Sermon Notes

Matthew 21:33-46 January 25, 1998
The Cure for Complacency

One of the sobering lessons of family life comes when you either look back on your upbringing or watch your own kids. There is a noticeable change from the firstborn to the last. With the first we may be so active and involved, but over time things change. One author summarizes those stages in this way:

The Trip to the Hospital

First Child: Every time we felt the slightest contraction, we rushed to the hospital. I would carry my wife to the car and lay her down in the back seat surrounded by pillows.

Second Child: We timed the contractions. By the time she had three in thirty minutes, we rushed to the hospital. She sat in the front seat, with it leaned back and a pillow behind her head and another at her feet.

Third Child: I came home from the office as soon as she started having regular contractions. When they were five minutes apart and hard, we went to the hospital. I gave her a pillow to hold along the way.

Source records
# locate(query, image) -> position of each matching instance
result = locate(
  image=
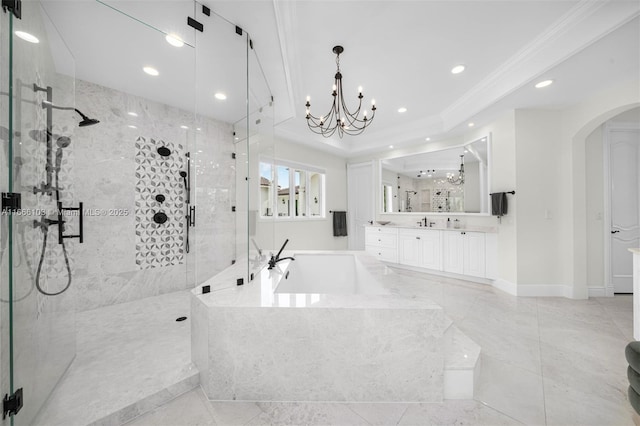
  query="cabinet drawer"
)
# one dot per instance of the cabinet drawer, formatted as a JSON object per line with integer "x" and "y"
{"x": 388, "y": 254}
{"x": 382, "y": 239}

---

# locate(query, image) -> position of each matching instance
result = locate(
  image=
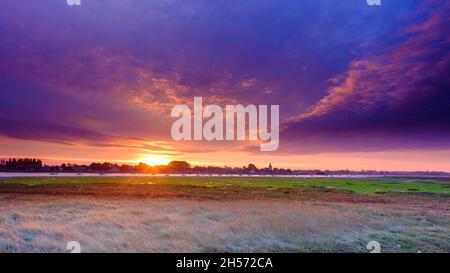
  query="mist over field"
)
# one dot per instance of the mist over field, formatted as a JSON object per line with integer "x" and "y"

WORK INSTRUCTION 1: List the stage labels given under "The Trip to the Hospital" in the sermon notes.
WORK INSTRUCTION 2:
Answer these questions from the sermon notes:
(a) Which Bible passage heads the notes?
(b) What date appears with that passage?
(c) For the second child, how many contractions within what span of time prompted the rush to the hospital?
WORK INSTRUCTION 3: Translate into Spanish this sentence from the sermon notes: "There is a noticeable change from the firstborn to the last."

EXERCISE ANSWER 1:
First Child
Second Child
Third Child

EXERCISE ANSWER 2:
(a) Matthew 21:33-46
(b) January 25, 1998
(c) Three contractions in thirty minutes

EXERCISE ANSWER 3: Hay un cambio notable del primogénito al último.